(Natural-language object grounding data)
○ ○ ○ ○

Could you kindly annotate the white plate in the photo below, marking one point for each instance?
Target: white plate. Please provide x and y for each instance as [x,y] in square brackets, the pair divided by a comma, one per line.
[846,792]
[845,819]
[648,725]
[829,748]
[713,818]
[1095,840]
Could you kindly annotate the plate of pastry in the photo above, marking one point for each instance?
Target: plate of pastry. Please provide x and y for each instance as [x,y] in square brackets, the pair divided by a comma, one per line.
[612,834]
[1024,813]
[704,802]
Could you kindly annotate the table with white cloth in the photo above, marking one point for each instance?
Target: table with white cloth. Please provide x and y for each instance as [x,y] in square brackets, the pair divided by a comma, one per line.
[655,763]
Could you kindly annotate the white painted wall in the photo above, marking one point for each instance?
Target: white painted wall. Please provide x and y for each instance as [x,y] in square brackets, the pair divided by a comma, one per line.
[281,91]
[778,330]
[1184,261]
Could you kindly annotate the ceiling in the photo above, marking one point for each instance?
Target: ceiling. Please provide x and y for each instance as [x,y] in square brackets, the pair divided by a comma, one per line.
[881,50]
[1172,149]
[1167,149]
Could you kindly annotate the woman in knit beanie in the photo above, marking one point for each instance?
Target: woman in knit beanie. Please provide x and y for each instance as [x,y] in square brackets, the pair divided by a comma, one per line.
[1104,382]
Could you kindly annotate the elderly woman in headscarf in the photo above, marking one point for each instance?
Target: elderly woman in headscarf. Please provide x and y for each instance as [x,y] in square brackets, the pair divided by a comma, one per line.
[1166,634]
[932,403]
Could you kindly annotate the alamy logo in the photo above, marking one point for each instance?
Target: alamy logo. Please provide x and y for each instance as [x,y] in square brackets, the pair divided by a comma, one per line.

○ ○ ○ ○

## Aim of the task:
Find the string "alamy" in the entries above and return each line that holds it.

## Your solution:
Could you kindly annotate the alamy logo in the photo above, marking one point for each instance?
Target: alamy logo. Please provide x and y for each instance as [x,y] in square brackets, the pair divided by a comma, one per line.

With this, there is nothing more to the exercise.